▶ PASSAGE GIVEN
◆ ◆ ◆ ◆ ◆ ◆ ◆
How did your JC meeting affect your life?

by hopelesslystained 11 Replies latest jw experiences

  • Dawn
    Dawn

    I was DF'd twice (yep - wasn't smart enough to stay away the first time )

    My first JC mtg was humilitating, embarassing, degrading - you name it. I was DF'd because I had sex with my boyfriend. And of course, the meeting had to go into every detail about how many times, for how long was this going on, yadda yadda - I was 20 years old and scared to death so I did everything I thought I was supposed to in order to show repentance but still got booted out. That JC meeting really hurt me because it was so humiliating - not only to have to answer the questions they were asking, but they made me feel like scum.

    I eventually got reinstated because I thought I "had to" so I wouldn't die at armageddon. But I didn't want to be there anymore - I didn't see the elders as people who were looking out for my interests or protecting me. Instead, they were mean and could not be trusted.
◆ ◆ ◆ ◆ ◆ ◆ ◆
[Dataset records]
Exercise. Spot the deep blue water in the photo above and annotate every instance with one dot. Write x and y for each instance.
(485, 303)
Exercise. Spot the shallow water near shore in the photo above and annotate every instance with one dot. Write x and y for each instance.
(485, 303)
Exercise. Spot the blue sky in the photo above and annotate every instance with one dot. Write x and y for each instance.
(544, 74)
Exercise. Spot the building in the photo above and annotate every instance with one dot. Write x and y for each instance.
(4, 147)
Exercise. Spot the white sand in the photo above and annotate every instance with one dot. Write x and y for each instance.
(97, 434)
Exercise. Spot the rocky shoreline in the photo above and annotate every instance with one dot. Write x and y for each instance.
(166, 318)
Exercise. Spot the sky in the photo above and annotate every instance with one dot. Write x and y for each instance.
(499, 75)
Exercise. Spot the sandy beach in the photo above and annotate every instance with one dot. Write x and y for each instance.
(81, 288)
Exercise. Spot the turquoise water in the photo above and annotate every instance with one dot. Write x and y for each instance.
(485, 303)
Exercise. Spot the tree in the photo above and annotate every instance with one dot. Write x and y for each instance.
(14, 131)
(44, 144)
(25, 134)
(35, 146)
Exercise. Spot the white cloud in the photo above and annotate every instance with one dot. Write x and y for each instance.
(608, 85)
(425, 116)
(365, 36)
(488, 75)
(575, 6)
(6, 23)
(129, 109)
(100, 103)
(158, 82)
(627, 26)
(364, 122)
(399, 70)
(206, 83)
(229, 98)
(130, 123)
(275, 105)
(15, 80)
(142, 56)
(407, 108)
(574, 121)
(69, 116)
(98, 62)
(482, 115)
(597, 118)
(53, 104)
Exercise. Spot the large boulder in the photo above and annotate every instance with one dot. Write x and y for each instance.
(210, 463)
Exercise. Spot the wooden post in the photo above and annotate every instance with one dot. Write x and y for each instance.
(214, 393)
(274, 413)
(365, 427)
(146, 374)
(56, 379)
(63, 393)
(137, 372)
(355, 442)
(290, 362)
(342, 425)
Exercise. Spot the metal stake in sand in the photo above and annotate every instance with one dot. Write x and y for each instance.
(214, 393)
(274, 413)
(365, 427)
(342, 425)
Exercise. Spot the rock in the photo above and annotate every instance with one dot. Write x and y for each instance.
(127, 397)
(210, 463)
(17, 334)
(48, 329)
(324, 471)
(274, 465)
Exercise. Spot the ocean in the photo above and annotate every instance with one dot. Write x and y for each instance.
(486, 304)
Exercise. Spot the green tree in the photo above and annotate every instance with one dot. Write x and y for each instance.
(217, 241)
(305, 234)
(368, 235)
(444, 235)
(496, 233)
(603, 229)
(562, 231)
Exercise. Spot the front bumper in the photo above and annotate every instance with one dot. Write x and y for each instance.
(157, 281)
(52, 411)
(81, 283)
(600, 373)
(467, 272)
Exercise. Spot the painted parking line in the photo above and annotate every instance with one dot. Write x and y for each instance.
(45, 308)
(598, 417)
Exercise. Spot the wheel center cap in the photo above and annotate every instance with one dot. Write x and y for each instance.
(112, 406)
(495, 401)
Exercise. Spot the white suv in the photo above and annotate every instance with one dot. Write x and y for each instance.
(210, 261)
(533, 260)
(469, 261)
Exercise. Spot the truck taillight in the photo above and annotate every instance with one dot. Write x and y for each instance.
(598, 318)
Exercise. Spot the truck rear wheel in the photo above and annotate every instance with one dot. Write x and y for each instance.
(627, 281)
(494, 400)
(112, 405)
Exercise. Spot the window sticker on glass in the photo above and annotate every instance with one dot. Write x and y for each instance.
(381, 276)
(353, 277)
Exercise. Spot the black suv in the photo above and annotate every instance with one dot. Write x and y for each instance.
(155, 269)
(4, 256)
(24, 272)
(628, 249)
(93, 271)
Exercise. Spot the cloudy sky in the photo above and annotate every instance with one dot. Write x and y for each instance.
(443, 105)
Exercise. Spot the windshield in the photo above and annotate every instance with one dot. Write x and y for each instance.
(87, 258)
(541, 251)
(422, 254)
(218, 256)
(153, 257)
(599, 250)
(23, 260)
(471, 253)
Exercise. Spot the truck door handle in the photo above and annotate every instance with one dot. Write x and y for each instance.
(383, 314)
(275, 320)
◆ ◆ ◆ ◆ ◆ ◆ ◆
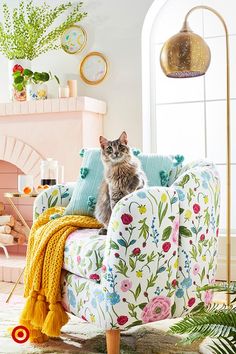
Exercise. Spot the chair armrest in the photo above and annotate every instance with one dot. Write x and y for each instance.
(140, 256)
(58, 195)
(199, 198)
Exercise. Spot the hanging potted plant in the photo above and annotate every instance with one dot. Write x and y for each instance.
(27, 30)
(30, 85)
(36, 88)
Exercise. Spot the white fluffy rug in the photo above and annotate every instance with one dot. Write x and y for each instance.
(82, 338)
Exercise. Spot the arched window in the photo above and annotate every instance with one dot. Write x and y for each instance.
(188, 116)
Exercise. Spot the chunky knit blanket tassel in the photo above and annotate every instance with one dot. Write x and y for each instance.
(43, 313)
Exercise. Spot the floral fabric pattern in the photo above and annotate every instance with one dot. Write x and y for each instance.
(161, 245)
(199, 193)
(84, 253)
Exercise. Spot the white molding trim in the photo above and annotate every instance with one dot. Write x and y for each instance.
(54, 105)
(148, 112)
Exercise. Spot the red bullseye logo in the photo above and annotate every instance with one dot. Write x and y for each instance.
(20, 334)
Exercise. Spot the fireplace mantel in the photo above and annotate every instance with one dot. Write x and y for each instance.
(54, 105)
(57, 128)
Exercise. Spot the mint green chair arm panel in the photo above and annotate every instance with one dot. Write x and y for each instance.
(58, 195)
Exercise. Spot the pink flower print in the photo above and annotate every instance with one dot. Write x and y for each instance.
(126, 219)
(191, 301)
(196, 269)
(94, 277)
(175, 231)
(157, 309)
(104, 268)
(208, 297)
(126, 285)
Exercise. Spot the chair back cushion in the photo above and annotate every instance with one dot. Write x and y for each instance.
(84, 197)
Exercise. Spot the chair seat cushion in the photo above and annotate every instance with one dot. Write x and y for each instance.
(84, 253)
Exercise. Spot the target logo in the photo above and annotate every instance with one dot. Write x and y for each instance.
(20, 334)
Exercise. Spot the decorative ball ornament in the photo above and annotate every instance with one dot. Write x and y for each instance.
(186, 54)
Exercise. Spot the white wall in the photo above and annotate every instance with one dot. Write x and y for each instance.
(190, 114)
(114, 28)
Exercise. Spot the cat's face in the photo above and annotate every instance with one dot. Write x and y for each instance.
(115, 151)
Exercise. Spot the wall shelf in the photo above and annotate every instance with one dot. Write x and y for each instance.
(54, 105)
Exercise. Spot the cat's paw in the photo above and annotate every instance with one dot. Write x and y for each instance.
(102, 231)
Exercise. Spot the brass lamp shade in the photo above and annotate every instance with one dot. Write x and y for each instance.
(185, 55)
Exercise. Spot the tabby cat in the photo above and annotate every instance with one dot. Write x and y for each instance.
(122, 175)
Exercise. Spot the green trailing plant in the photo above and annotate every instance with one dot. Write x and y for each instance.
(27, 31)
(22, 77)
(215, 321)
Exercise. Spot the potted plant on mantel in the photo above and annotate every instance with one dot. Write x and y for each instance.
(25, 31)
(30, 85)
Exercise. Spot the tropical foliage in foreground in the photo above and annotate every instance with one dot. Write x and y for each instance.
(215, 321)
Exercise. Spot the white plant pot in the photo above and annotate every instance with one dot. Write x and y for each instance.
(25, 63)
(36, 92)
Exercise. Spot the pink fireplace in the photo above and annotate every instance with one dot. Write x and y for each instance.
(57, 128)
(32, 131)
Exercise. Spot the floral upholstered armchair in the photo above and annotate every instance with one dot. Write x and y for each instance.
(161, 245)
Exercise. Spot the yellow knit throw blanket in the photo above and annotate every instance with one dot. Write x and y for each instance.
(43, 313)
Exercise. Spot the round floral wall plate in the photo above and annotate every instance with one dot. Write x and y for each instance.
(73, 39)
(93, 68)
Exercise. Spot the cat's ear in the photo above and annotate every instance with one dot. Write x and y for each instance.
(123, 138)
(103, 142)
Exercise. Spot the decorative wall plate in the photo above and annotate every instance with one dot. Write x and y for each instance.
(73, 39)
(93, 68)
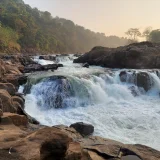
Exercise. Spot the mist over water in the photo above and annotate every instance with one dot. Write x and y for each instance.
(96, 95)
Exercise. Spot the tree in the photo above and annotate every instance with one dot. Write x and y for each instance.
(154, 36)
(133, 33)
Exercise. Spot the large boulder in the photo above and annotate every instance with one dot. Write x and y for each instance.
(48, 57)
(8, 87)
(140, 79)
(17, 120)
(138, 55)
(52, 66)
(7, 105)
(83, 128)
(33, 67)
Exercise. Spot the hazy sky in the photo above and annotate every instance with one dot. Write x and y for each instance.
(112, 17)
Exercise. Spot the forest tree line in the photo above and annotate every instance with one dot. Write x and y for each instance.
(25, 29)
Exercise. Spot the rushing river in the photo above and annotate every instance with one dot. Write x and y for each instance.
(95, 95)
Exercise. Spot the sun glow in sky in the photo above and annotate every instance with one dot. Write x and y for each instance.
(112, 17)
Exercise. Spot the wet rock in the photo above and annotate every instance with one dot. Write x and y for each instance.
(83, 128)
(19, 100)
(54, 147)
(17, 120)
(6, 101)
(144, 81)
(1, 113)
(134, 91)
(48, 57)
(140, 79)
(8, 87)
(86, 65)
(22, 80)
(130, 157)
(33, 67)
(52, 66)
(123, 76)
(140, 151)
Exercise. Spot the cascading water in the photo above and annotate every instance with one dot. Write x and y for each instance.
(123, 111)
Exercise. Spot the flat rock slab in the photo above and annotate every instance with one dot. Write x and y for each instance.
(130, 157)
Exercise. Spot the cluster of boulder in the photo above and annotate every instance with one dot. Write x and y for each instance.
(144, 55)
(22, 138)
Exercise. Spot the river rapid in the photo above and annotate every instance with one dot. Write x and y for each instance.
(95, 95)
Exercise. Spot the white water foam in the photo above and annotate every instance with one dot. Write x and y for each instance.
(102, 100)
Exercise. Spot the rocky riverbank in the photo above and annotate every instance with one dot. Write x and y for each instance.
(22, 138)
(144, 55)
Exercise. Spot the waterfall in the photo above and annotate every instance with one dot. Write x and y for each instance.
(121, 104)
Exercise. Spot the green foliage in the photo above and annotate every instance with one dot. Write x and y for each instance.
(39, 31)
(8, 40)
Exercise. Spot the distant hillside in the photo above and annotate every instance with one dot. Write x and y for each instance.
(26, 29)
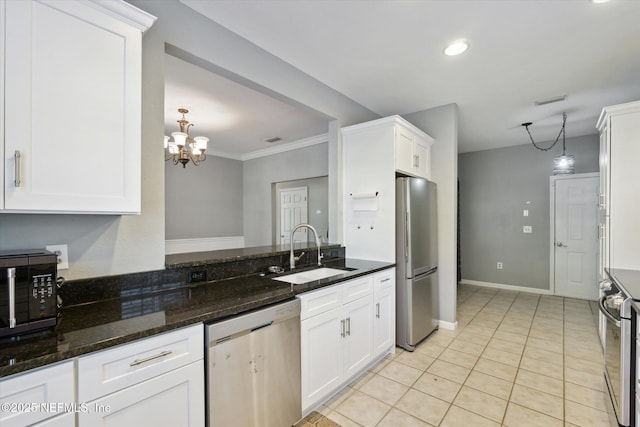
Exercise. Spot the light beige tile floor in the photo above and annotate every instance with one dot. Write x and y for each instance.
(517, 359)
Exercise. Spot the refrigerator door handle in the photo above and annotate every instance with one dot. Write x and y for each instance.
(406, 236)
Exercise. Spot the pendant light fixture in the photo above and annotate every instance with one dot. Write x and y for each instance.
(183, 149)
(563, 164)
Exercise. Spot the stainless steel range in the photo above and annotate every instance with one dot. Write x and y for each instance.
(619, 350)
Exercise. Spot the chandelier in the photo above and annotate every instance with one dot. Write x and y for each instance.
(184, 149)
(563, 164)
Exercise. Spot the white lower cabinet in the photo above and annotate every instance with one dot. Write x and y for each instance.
◆ ◆ ◆ ◆ ◆ ◆ ◆
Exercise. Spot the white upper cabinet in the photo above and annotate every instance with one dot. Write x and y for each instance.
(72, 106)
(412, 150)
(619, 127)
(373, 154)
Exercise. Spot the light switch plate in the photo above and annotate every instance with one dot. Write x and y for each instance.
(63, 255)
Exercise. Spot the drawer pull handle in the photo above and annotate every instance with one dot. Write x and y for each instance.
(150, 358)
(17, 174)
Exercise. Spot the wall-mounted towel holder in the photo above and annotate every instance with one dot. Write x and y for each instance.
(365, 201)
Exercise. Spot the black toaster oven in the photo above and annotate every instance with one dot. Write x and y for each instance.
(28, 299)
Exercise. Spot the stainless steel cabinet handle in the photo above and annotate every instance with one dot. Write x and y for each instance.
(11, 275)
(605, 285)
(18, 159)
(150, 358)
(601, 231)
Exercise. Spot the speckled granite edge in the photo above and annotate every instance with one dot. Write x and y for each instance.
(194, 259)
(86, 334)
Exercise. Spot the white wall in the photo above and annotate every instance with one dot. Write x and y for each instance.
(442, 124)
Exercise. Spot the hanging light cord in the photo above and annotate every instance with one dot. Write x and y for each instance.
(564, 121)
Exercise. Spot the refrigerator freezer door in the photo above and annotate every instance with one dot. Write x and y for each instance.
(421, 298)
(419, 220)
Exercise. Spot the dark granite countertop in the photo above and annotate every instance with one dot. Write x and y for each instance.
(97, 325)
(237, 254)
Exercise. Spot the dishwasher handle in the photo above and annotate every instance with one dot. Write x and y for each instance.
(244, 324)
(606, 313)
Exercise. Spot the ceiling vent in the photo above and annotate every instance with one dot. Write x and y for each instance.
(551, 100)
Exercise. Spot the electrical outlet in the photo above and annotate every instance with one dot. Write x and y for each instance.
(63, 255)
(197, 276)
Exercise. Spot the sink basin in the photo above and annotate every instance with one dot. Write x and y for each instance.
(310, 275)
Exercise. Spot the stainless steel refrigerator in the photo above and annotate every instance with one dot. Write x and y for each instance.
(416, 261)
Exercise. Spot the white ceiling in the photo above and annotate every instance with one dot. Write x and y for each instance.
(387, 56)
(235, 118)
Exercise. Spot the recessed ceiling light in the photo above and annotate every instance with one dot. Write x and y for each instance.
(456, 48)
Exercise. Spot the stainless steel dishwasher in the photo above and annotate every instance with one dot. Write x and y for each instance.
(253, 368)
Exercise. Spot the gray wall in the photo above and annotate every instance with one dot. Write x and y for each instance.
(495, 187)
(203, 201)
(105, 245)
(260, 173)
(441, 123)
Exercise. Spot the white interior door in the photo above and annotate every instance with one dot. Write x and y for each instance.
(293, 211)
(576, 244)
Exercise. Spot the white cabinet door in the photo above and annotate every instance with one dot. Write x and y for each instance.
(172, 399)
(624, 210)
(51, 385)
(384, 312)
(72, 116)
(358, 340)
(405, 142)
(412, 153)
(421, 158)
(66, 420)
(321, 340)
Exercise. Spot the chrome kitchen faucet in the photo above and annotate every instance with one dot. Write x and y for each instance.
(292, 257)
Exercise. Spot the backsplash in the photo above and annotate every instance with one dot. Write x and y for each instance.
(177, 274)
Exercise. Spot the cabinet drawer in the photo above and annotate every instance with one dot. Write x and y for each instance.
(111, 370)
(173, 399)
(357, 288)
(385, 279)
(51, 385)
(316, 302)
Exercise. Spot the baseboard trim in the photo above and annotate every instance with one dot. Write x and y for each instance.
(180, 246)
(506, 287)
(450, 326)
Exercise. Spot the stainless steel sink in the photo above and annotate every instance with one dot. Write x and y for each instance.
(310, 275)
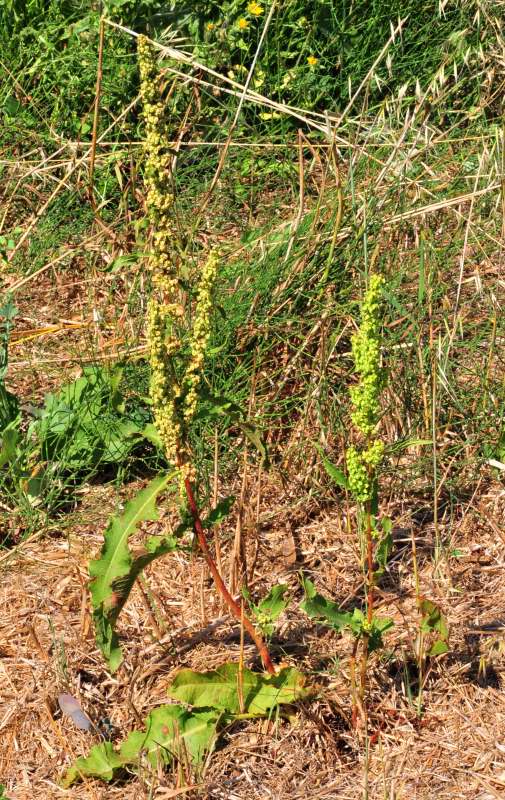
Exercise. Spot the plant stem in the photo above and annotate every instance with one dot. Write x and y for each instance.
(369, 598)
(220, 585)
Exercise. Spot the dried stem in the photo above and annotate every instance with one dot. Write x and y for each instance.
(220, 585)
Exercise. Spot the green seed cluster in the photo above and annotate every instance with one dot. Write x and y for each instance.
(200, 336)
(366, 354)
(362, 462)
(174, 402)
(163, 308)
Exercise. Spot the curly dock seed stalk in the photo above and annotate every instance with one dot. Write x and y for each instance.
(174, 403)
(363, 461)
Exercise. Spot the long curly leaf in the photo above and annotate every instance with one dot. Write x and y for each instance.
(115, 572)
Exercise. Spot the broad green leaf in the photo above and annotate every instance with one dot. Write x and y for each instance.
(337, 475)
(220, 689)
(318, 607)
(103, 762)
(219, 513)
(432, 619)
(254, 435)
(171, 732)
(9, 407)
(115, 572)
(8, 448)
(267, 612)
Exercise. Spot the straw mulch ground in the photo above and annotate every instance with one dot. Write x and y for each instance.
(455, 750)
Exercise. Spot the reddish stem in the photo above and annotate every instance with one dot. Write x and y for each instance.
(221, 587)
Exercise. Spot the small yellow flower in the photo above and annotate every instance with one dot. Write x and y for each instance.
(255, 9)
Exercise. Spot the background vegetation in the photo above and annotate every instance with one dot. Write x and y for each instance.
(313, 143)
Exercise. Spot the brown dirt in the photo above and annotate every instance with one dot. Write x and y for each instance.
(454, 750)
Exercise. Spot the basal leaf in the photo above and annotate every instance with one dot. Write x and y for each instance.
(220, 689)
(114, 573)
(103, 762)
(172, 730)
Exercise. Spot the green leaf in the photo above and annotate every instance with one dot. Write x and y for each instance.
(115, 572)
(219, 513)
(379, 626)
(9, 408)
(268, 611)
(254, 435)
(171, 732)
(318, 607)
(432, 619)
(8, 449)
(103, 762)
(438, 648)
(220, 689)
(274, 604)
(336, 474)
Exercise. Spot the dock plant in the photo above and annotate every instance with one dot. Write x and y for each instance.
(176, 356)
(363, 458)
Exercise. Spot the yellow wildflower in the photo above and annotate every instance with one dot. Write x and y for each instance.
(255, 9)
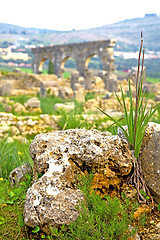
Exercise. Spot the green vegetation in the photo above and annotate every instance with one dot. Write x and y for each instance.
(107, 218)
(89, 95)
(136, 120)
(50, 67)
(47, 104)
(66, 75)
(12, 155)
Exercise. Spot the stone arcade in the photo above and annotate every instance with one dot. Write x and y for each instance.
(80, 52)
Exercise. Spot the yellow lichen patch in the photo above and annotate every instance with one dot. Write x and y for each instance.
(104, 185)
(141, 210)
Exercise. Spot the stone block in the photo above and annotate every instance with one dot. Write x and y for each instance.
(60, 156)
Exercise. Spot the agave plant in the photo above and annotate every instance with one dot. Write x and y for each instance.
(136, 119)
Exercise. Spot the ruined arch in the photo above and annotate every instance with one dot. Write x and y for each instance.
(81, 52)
◆ ◆ ◆ ◆ ◆ ◆ ◆
▶ WHAT TO DO
Transcribe the stretch of the forum post from "by hopelesslystained 11" through "feel like scum.".

▶ ANSWER FOR THIS EXERCISE
by hopelesslystained 11 Replies latest jw experiences

  • Dawn
    Dawn

    I was DF'd twice (yep - wasn't smart enough to stay away the first time )

    My first JC mtg was humilitating, embarassing, degrading - you name it. I was DF'd because I had sex with my boyfriend. And of course, the meeting had to go into every detail about how many times, for how long was this going on, yadda yadda - I was 20 years old and scared to death so I did everything I thought I was supposed to in order to show repentance but still got booted out. That JC meeting really hurt me because it was so humiliating - not only to have to answer the questions they were asking, but they made me feel like scum.